__SET TASK 1__: Please reproduce the part of the consulting agreement that begins with the words "2. Terms of" and ends with "services in accordance with this Agreement.".

** START OF EXCERPT PROVIDED **

CONSULTING AGREEMENT

 

 

This consulting agreement dated effective October 1, 2013 is made:

 

BETWEEN:

UV Flu Technologies, Inc.

411 Main Street – Bldg 5

Yarmouth Port, MA 02675

 

(referred to as the “Company")

 

AND:

Chamberlain Capital Partners

PO Box 882

Barnstable, Massachusetts

USA, 02630

 

(referred to as “Consultant")

 

1. Consulting Services

 

The Company hereby engages the Consultant to perform the following services in accordance with the terms and conditions set forth in this Agreement: The Consultant will consult with the officers and employees of the Company concerning matters relating to day to day operations, regulatory compliance, and other transition services.

 

2. Terms of Agreement.

 

The term of this Agreement will commence October 1, 2013 and will continue until March 30, 2014.

 

3. Place Where Services Will Be Rendered

 

The Consultant will perform most services in accordance with this Agreement at 411 Main Street, Yarmouth Port, Massachusetts 02632. In addition, the Consultant will perform services on the telephone and at such other places as designated by the Company to perform these services in accordance with this Agreement.

 

4. Payment to Consultant

 

The Consultant will be paid each week at the rate of $1,000, through the period 10/1/13 through 3/30/14, for work performed in accordance with this Agreement. In the event travel or other out of pocket expenses related to the Company are incurred, the Consultant can submit additional receipts to the Company for reimbursement consideration. The Consultant may use his personal automobile in pursuit of Company business, so the consultant only reimburses for gas. The Company, particularly through its RxAir subsidiary, uses the Consultant‘s American Express Credit Card when buying parts, or other charges. In the event that RxAIR continues to use the Consultant’s credit card, Consultant will put an expense report monthly for reimbursement of these charges. The Consultant’s cell phone is used exclusively for business.

** END OF EXCERPT PROVIDED **

__SET TASK 2__: Find every line in the records that contains the string "clay", matching case exactly, and copy each of those lines.

** START OF DATA FOR THIS EXERCISE **

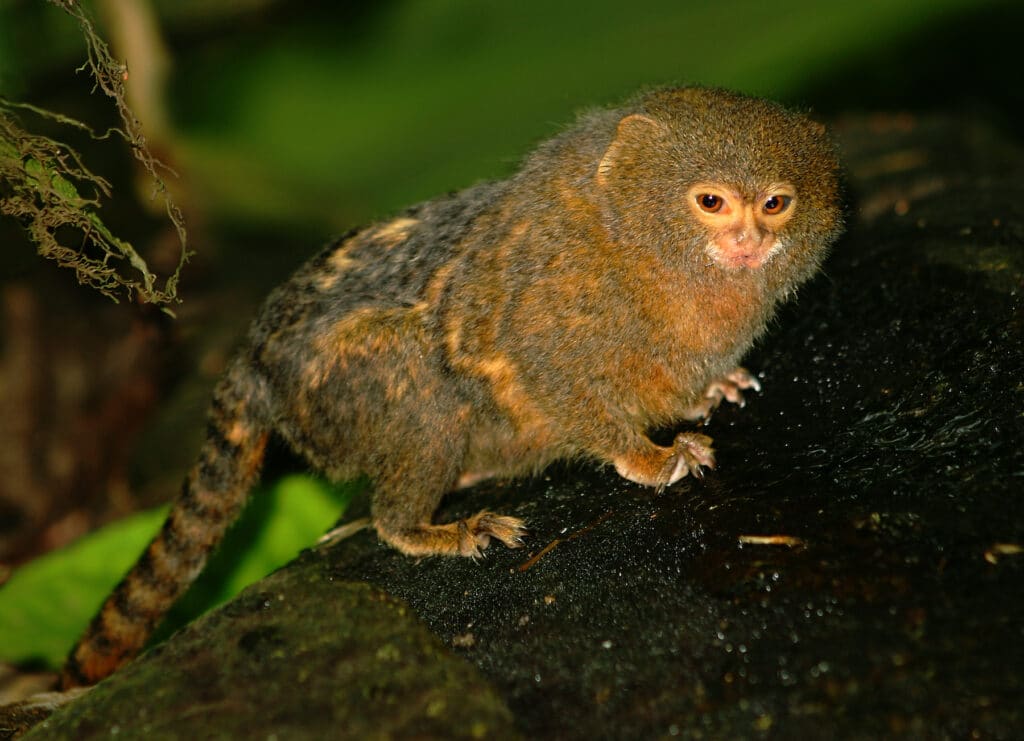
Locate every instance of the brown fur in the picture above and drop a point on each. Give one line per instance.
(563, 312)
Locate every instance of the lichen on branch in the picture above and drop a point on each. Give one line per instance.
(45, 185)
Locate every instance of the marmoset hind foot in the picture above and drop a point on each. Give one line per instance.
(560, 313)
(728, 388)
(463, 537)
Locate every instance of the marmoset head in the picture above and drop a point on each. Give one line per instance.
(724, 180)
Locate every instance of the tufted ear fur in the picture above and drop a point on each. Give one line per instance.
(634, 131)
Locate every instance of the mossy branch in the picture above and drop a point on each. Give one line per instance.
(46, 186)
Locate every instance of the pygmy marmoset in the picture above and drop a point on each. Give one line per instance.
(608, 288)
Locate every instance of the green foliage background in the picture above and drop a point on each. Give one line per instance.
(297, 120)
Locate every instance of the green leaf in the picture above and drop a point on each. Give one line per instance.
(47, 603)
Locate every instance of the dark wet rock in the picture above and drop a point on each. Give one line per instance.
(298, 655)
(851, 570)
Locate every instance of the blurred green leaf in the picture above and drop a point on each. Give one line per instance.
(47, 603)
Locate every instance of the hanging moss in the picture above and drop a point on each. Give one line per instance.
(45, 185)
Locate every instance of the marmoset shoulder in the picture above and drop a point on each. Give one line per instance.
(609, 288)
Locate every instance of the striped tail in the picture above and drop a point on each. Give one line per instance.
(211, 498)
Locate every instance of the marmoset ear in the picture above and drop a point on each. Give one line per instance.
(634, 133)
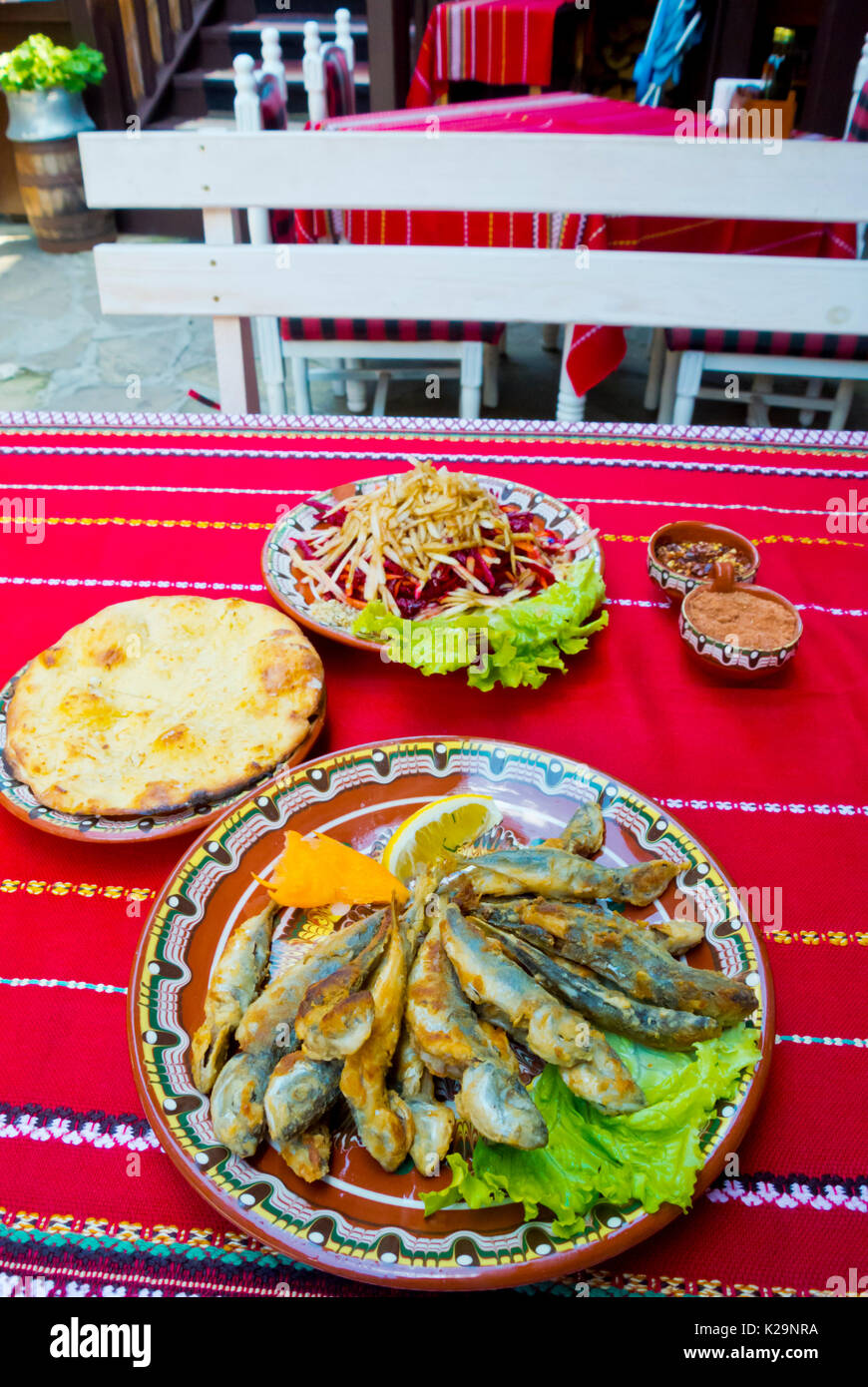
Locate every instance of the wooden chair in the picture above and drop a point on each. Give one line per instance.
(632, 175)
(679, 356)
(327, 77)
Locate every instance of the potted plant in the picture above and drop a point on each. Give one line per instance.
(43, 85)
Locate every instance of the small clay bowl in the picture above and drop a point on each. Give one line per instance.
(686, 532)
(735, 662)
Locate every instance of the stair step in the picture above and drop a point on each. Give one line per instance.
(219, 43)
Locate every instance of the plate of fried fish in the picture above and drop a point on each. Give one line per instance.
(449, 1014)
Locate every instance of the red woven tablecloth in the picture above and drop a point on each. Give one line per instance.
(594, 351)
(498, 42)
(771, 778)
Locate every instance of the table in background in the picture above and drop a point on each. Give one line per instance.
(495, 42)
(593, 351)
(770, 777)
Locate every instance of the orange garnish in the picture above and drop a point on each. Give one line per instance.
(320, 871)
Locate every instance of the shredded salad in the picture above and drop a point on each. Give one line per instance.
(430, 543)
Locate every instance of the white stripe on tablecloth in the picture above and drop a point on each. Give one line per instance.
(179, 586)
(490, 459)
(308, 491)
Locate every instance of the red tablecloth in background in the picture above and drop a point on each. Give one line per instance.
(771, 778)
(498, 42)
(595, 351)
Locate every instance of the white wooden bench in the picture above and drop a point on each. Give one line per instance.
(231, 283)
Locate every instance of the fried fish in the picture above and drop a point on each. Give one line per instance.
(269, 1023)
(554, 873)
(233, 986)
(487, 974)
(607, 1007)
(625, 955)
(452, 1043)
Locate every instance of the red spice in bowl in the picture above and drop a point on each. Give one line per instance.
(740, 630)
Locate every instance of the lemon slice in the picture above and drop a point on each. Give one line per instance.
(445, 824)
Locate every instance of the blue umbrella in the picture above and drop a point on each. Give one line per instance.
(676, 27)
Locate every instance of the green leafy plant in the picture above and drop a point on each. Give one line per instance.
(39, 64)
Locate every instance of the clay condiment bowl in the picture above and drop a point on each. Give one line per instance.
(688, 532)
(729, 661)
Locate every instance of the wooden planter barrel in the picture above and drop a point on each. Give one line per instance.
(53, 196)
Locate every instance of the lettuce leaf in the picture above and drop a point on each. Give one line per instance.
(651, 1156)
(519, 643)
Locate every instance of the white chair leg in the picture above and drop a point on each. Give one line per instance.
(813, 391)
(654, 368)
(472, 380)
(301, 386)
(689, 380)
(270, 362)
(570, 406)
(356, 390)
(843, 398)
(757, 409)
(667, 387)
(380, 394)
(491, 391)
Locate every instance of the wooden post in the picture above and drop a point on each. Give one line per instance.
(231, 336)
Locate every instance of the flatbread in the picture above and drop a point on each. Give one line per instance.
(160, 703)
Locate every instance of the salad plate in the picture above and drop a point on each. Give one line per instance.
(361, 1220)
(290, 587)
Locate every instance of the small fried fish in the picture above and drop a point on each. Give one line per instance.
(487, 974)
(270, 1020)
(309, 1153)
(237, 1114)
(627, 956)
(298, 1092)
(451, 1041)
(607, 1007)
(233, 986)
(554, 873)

** END OF DATA FOR THIS EXERCISE **
** START OF DATA FOR THIS EXERCISE **

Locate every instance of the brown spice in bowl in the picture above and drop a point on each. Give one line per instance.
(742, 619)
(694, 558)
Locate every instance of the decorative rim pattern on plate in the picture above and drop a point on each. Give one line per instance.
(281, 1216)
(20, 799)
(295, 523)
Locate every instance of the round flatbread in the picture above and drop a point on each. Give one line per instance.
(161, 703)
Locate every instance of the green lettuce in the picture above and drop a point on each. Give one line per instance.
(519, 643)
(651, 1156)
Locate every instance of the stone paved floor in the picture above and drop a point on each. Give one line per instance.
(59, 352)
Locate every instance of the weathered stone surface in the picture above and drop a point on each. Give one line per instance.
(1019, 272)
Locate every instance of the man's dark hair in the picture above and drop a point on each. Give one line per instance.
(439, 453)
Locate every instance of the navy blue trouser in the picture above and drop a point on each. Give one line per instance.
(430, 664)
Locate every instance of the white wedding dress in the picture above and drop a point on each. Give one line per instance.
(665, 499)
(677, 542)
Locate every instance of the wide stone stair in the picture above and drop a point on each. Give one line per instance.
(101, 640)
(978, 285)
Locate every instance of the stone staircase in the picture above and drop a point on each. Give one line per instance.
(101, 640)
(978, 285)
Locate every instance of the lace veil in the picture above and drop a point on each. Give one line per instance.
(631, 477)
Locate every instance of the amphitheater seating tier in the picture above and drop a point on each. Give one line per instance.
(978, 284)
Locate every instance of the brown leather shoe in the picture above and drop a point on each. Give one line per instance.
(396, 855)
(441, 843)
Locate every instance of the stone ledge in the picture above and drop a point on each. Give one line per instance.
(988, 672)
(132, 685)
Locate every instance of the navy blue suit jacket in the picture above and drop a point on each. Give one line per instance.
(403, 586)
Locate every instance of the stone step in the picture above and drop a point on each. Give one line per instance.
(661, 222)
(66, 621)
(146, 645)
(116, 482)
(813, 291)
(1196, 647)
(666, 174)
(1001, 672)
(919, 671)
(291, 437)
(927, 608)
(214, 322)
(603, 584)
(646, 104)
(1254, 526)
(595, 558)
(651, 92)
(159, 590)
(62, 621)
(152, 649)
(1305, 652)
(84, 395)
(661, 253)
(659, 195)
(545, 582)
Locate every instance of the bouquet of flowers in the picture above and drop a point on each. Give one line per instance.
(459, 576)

** END OF DATA FOR THIS EXERCISE **

__CORRECT RESPONSE 1__:
2. Terms of Agreement.

 

The term of this Agreement will commence October 1, 2013 and will continue until March 30, 2014.

 

3. Place Where Services Will Be Rendered

 

The Consultant will perform most services in accordance with this Agreement at 411 Main Street, Yarmouth Port, Massachusetts 02632. In addition, the Consultant will perform services on the telephone and at such other places as designated by the Company to perform these services in accordance with this Agreement.

__CORRECT RESPONSE 2__:
Locate every instance of the small clay bowl in the picture above and drop a point on each. Give one line per instance.
Locate every instance of the clay condiment bowl in the picture above and drop a point on each. Give one line per instance.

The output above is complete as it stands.